Objectif visé 1 -
Modifiez la liste à partir de la ligne contenant "Where can you spot the street?" jusqu'à la fin de la liste incluse : recopiez ces lignes en remplaçant "street" par "road", sans rien changer d'autre.

(Cet article a été traduit de l’anglais)

Le bref est tombé. Les panneaux électoraux parsèment les quartiers. Les photographies des candidats locaux serrant des mains, effectuant les premiers lancers cérémoniels lors des matchs de baseball de la ligue locale ou tenant la spatule devant le grill lors d’événements communautaires envahissent les médias et les fils des réseaux sociaux. Tous ces efforts de sensibilisation et de communication visent à mettre en valeur les attributs identitaires et les qualités des politiciens locaux, ainsi que leur profil professionnel et leurs réalisations. Le processus consistant à mettre l’accent sur le candidat pendant une campagne est connu sous le nom de personnalisation.

Il ne s’agit pas d’un phénomène nouveau. Les individus ont toujours joué un rôle prépondérant en politique. Cependant, l’évolution de la couverture de l’actualité politique par les organisations médiatiques et les journalistes, associée au rôle central joué par les plateformes médiatiques centrées sur l’identité dans le processus politique au cours des dernières décennies, a augmenté l’importance de la personnalisation dans la vie politique. Simultanément, les politiciens ont adapté leur approche de la création d’une image personnelle et de la diffusion de messages politiques à la structure et au format des canaux médiatiques dominants.

Support d'exercice -
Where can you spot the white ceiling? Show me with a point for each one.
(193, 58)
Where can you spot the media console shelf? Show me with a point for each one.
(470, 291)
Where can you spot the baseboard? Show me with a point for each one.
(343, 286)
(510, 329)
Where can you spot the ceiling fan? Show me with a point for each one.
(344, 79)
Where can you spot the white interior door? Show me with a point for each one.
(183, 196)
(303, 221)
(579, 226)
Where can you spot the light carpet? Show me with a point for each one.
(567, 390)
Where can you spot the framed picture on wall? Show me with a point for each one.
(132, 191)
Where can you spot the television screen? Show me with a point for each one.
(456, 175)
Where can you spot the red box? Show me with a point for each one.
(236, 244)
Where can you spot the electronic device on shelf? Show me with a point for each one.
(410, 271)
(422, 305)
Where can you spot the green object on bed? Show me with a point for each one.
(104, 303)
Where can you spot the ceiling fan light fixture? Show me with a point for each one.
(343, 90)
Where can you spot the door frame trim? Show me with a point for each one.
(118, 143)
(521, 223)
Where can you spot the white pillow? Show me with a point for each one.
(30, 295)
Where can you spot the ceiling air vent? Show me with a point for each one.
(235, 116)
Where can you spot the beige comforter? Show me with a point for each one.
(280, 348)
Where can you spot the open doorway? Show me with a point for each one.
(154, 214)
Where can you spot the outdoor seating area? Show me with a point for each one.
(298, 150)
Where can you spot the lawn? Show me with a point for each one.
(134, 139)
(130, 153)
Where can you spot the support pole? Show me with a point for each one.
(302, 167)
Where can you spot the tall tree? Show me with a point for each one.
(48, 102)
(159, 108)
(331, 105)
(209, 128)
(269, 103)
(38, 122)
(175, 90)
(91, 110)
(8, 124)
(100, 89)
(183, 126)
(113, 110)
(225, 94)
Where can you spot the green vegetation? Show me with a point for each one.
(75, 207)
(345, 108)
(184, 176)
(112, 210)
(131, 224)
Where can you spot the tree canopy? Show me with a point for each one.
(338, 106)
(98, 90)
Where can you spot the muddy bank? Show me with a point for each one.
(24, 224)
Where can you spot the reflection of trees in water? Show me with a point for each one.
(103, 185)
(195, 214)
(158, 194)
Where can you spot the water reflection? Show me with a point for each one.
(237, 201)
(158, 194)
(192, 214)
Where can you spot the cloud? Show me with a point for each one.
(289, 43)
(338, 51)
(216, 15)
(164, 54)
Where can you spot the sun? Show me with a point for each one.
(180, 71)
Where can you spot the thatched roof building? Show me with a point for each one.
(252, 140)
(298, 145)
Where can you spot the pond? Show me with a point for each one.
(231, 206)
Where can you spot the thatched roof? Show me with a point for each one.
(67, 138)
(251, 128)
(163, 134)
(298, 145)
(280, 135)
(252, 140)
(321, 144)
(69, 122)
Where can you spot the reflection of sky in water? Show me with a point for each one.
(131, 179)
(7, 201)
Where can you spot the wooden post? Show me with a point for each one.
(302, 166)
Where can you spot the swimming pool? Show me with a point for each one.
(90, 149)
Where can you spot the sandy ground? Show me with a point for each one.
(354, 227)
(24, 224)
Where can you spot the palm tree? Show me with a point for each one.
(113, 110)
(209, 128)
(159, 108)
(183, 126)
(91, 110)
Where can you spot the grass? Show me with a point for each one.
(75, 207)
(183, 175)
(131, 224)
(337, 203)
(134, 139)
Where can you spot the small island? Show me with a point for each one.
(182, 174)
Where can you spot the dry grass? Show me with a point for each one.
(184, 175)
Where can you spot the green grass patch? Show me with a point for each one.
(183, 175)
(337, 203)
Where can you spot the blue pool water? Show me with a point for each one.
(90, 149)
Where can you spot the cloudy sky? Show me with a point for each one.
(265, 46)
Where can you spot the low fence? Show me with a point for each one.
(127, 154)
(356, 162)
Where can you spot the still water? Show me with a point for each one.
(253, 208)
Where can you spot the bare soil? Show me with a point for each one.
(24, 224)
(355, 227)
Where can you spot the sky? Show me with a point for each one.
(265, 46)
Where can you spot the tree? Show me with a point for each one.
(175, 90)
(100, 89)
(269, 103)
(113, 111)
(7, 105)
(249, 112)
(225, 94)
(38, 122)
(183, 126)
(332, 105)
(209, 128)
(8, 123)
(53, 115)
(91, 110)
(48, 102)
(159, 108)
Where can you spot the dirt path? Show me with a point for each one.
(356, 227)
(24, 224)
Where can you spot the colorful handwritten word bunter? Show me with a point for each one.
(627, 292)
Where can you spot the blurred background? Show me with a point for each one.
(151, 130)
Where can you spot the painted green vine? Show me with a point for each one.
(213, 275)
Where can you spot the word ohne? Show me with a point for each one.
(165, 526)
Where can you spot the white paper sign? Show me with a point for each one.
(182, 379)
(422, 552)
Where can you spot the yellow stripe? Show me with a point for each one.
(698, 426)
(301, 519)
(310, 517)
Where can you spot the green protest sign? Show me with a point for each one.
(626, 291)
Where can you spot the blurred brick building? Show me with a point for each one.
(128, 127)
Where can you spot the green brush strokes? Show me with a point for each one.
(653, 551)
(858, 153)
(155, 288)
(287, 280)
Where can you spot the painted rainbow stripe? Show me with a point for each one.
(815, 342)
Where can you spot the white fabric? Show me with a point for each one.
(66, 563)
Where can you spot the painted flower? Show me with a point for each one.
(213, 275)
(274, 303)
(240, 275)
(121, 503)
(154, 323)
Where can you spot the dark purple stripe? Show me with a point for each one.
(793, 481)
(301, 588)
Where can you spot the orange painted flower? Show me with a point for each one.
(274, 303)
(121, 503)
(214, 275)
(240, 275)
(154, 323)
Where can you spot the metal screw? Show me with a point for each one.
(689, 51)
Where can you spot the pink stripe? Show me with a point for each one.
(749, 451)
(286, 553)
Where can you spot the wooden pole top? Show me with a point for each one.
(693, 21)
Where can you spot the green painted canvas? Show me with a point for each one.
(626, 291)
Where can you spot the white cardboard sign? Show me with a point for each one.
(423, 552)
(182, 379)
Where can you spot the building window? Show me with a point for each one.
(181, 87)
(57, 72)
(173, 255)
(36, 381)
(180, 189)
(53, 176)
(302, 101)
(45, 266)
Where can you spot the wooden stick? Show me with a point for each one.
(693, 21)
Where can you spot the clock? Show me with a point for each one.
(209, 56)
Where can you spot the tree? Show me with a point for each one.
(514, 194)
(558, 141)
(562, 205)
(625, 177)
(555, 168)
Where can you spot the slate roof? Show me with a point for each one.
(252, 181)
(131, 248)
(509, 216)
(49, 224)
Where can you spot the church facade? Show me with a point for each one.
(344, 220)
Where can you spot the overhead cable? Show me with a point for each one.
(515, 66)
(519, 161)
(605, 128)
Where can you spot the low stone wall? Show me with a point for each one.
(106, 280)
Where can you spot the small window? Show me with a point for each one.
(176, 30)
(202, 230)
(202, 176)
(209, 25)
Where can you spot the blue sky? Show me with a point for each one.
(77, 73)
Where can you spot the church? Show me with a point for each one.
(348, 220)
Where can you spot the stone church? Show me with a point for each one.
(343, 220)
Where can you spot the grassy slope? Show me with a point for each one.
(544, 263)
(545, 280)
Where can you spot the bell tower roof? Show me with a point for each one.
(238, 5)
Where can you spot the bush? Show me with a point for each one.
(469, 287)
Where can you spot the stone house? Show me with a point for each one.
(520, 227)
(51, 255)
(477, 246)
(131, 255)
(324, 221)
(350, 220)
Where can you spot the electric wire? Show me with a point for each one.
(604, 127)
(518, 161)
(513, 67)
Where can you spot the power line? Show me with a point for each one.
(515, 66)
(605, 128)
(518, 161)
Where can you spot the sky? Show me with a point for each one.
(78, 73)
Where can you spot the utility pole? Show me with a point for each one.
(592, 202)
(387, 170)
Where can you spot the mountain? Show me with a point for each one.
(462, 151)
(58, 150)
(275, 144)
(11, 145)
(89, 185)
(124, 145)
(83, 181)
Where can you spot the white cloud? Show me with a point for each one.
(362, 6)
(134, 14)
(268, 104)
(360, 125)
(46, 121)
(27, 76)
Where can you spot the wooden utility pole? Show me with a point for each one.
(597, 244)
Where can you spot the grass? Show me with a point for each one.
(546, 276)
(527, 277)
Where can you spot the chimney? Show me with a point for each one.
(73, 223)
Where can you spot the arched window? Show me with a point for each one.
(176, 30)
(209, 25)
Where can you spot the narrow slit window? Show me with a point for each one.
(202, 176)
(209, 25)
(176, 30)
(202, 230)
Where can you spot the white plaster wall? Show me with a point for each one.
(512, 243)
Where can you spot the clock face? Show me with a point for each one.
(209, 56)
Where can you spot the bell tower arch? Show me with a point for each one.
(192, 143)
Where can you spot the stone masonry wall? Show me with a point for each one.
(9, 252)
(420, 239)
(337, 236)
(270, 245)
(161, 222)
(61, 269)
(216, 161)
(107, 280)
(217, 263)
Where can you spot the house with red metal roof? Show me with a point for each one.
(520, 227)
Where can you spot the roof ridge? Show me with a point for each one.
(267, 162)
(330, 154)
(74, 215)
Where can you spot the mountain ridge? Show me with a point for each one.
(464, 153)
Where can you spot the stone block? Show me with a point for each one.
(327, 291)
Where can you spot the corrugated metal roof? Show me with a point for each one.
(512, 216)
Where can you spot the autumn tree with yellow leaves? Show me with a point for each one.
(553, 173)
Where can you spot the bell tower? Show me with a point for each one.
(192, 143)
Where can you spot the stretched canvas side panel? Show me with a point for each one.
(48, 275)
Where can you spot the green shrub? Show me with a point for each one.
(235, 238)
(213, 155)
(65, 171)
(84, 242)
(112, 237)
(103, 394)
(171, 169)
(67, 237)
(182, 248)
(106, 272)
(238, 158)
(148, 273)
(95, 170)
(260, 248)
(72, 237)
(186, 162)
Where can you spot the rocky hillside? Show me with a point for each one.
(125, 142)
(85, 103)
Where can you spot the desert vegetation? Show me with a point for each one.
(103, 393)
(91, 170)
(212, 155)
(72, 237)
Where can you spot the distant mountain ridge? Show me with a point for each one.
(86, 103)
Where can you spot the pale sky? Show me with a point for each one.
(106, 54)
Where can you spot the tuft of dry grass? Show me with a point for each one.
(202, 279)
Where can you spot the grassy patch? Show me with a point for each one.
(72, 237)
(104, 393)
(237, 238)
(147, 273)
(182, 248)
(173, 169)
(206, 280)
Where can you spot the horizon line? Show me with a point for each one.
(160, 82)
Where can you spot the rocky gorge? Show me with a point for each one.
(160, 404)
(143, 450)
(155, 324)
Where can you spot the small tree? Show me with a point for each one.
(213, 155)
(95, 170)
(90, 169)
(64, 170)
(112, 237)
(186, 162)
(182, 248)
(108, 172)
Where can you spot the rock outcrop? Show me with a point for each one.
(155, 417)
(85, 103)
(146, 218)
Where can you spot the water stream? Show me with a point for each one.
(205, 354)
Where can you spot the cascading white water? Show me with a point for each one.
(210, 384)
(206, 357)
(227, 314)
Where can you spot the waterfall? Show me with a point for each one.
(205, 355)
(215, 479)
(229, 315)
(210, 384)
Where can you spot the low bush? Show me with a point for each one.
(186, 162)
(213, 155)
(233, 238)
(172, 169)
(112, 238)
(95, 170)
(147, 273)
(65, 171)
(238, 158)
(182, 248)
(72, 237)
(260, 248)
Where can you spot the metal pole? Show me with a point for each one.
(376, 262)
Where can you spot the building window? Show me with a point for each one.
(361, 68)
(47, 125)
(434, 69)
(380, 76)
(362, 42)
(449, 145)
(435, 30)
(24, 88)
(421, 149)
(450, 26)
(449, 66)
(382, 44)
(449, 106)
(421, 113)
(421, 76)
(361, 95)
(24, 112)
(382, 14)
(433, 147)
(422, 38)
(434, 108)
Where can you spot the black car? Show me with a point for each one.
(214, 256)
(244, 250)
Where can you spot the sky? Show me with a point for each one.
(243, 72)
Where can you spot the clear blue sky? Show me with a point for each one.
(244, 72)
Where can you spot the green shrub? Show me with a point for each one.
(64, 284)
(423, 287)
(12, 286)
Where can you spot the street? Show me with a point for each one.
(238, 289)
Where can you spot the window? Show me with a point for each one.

Objectif visé 2 -
Selon l'extrait, quel nom donne-t-on au processus consistant à mettre l'accent sur le candidat pendant une campagne ?

Réponse attendue 1 -
Where can you spot the road? Show me with a point for each one.
(238, 289)
Where can you spot the window? Show me with a point for each one.

Réponse attendue 2 -
La personnalisation.